* Exercise objective
Pick up the article below on running spot instances in production and continue it from its final sentence.

Running Spot Instances in Production

Around this time last year, we decided to try running subset of our customer-facing web traffic on spot instances.
This decision was solely based to reduce our AWS instance bill. We’ve heard of people running workloads on spot instances but most of the workloads are usually long-running jobs where you don’t mind if the instance gets terminated at any time. Running customer-facing apps is a completely different challenge where we can’t afford any downtime of any sort.

Background

We are fully running kubernetes in production which makes it exciting for the challenge of how we can actually test chaos engineering in production with our microservices.
We chose CoreOS Container Linux as our preferred operating system because of faster bootup time and it does only 2 things for us: docker service (for running containers) and flannel networking (for inter-pod networking).
We use both launch configuration and autoscaling service to manage our fleet of spot instance.

Some of the questions we asked oursleves on how to setup a robust infrastructure to support any kind of termination of the spot instances

  1. How do we gracefully reschedule the pods to other nodes before the spot instance goes down?
  2. How do we handle the surge in price for one availability zone?
  3. How do we handle the surge in price for the whole region?

How do we gracefully reschedule the pods to other nodes before the spot instance goes down?

Gracefully rescheduling pods initially do seem straightforward until we started noticing some issues with image pulling from our private registry and the docker hosts. This usually happens as a result of spike requests if more than ten (10) images of around 200MB size are being pulled at the same time. There is kubectl drain which works pretty well but not for us because of the issue mentioned earlier.

Luckily, AWS introduced spot instance termination notice which is a 2-min window to do cleanups before the spot-instance is terminated, we wrote a simple golang binary which watches the instance metadata for the termination notice and does the following within the 2-min grace:

  • Detach the instance from the ELB (if applicable)
  • Mark the instance as unschedulable
  • Delete the pods with a sleep in-between of 10secs (This should take care of approximately 20pods, which is a very rare case for us)

This binary is managed by a systemd service

---
coreos:
  units:
    - name: spot-terminate-cleaner.service
      command: start
      content: |
        [Unit]
        Description=Graceful cleanup of spot instances before termination
        Requires=network-online.target
        After=network-online.target
        ConditionPathExists=/etc/spot

        [Service]
        ExecStart=/opt/bin/nm-tools spot-shutdown
        Restart=always
        RestartSec=10

How do we handle the surge in price for one availability zone?

It is advisable to run the spot-instances in at least two availability zones to cope with surge in price in one of the availability zones. If there is a price surge above the bidding price in one zone and the spot instances are terminated, autoscaling group service automatically launches the same number of terminated instances in the zone(s) with bidding price higher than the current spot price. With this, we achieve something close zero-downtime during the re-scaling activity.



This also poses another challenge when the spot price drops below the bidding price in the previously affected region. What happens is that two instances launched back in eu-west-1b while the same number of instances are terminated to balance the autoscaling desired capacity. In this activity, we are going to lose instances abruptly, but luckily AWS autocaling service has a feature called lifecycle hooks.

* Raw records
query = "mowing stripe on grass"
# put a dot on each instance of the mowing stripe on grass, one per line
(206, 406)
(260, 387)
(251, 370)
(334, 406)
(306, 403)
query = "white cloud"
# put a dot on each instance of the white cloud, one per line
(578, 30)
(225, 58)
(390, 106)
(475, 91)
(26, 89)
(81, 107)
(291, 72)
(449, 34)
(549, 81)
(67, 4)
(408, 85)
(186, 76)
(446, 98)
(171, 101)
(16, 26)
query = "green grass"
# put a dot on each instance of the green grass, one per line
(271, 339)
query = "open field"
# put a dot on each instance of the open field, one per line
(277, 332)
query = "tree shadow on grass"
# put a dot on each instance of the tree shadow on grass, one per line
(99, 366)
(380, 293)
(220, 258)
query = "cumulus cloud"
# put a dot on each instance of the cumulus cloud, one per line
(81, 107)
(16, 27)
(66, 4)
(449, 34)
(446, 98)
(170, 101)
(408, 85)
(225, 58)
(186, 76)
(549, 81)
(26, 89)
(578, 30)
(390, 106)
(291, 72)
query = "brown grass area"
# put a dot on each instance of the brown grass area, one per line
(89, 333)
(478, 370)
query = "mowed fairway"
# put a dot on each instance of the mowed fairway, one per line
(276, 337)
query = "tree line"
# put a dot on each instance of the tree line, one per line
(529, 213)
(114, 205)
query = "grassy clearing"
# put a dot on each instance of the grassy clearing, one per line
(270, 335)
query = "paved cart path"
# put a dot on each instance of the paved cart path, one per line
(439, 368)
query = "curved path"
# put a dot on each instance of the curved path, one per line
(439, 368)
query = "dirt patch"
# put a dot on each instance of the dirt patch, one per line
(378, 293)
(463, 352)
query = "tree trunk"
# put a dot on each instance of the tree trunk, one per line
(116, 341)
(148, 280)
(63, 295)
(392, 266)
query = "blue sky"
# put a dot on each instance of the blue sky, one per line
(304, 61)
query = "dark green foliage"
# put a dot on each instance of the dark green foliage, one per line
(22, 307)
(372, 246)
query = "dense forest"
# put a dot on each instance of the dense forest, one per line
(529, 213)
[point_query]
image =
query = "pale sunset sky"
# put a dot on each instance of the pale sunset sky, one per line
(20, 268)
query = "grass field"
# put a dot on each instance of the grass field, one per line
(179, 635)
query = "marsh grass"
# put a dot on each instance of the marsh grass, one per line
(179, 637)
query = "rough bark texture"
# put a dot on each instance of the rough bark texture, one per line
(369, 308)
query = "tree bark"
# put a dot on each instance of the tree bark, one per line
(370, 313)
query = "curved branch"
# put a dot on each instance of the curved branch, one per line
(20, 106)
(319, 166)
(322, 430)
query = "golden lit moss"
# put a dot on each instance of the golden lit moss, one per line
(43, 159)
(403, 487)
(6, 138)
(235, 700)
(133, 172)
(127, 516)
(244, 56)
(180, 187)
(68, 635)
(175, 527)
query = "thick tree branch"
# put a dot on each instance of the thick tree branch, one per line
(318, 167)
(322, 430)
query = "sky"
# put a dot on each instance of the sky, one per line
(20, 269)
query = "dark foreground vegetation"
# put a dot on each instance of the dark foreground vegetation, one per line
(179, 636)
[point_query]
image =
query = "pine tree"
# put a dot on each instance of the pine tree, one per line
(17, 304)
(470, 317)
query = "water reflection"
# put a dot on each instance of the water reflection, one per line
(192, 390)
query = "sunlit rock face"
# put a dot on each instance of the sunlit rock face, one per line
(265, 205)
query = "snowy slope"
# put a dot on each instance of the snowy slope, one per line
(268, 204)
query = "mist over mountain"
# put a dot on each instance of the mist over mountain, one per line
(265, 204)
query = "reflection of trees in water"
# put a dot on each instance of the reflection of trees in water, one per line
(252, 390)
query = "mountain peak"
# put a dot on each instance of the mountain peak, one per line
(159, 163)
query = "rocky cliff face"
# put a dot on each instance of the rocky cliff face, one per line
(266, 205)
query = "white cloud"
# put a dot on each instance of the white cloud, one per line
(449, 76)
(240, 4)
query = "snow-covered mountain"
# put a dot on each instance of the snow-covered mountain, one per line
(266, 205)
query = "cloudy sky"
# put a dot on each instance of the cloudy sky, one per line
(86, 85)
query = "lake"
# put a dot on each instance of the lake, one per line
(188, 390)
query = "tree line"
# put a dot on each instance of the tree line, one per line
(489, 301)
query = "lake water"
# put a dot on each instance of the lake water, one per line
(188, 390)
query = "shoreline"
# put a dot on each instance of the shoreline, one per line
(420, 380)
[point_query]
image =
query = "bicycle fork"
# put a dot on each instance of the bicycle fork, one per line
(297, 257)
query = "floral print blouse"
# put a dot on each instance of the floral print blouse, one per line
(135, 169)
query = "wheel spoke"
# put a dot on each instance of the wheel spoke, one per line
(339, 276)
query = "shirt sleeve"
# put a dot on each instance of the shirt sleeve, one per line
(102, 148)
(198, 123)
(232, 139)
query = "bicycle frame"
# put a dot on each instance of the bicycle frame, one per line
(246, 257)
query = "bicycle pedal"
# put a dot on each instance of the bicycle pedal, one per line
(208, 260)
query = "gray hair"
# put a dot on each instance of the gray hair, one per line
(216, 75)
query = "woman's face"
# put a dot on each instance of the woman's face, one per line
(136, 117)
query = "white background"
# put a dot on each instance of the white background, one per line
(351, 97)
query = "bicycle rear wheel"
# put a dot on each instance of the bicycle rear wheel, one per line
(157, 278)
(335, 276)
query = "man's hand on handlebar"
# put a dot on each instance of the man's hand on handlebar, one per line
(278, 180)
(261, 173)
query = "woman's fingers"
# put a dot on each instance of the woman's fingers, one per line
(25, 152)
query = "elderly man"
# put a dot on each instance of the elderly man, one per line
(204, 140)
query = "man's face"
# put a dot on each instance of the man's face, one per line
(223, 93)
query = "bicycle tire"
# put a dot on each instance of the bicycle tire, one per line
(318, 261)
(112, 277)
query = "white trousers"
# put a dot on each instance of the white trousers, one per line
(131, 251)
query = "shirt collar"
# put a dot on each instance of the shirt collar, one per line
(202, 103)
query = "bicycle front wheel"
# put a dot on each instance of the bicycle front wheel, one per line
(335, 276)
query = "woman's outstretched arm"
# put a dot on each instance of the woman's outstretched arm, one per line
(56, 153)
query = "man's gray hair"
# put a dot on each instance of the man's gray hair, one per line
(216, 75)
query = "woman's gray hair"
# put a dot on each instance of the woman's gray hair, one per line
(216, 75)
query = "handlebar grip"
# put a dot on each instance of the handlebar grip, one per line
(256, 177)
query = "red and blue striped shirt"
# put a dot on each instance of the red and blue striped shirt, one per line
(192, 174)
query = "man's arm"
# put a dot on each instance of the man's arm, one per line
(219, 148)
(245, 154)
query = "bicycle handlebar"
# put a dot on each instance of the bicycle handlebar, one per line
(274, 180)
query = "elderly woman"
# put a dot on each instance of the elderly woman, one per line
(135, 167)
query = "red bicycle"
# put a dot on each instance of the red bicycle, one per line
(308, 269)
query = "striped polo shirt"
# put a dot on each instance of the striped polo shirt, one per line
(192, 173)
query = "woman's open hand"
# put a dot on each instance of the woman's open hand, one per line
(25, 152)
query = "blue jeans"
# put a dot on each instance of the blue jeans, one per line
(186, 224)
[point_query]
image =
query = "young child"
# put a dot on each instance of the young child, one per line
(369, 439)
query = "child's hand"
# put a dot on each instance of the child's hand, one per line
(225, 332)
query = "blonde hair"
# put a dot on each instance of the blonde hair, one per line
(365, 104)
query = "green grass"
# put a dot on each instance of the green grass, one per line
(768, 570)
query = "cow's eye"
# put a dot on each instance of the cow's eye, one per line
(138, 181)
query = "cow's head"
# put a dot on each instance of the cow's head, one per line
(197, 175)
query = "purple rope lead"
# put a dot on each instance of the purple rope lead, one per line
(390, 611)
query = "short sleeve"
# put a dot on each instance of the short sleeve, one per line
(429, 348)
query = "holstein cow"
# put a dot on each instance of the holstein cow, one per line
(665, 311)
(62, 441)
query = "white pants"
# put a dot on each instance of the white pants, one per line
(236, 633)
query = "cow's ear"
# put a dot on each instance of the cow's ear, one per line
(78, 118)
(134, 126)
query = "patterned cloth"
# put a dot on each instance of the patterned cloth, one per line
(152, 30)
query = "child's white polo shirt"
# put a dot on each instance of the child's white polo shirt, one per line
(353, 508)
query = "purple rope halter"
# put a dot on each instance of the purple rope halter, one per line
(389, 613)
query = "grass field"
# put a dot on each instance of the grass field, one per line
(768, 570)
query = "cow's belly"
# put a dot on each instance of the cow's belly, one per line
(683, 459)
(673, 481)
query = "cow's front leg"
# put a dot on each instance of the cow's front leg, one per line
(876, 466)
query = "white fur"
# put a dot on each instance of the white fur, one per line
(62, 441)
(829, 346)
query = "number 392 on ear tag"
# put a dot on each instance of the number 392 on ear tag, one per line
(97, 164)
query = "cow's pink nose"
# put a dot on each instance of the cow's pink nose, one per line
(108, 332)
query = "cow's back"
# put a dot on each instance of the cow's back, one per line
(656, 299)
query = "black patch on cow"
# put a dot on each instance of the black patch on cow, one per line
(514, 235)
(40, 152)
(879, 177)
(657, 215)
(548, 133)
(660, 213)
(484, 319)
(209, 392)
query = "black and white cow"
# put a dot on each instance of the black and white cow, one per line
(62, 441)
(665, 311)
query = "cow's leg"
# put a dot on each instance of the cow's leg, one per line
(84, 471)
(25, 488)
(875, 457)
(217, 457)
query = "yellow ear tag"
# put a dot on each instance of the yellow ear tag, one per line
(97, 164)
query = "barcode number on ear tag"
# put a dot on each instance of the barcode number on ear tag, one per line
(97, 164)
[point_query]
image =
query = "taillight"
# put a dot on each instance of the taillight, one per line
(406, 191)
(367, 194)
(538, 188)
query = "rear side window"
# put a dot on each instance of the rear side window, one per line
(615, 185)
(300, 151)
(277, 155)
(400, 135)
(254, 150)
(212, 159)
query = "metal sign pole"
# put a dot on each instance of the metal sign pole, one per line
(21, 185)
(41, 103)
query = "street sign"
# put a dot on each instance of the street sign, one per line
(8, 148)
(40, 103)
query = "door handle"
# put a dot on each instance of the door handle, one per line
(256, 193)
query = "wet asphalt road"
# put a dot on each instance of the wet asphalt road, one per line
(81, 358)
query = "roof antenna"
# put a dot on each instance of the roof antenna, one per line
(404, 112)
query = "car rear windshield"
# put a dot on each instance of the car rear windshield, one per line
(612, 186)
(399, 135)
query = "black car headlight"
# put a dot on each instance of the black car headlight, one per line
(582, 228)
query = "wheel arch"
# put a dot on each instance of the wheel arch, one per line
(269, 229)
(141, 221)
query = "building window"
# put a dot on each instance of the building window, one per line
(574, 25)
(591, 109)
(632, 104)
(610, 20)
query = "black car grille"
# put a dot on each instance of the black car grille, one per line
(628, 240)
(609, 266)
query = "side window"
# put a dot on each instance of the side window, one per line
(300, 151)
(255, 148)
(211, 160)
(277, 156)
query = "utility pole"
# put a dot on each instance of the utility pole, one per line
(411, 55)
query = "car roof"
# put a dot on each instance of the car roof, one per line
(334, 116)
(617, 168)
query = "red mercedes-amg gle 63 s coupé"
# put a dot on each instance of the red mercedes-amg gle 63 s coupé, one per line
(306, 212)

* Exercise output
To avoid abrupty autoscaling termination, we added a lifecycle hook for autoscaling:EC2_INSTANCE_TERMINATING transition state with the notification target as SQS. This sends an event containing the instance to be terminated to the SQS. We now have a python script (can be converted to a lambda function) which:

  • Consumes the SQS message
  • Detach the instance from the ELB (if applicable)
  • Mark the instance as unschedulable
  • Delete the pods with a sleep in-between of 10secs (This should take care of approximately 20pods, which is a very rare case for us)
  • Delete the SQS message once the task is completed

All the tasks above are completed within 2-min window to match the spot-instance termination notice period.

How do we handle the surge in price for the whole region?

We use Sensu as part of our monitoring stack and developed a simple sensu (ruby) check which compares the current spot price from AWS API against our bidding price used in the launch configuration. We do mark the check state as warning when the spot price is within the warning and critical threshold for all the zones in the region and the check is only marked as critical if the spot price is higher than our critical threshold in all the zones in the region. When the check state is critical, there is an auto-remediation script which switches the launch configuration of the autoscaling group for the spot instances from spot to on-demand (the script clones the current launch configuration, removes the spot price and replaces the launch config in the autoscaling group). With this, we don’t end up with no running instances.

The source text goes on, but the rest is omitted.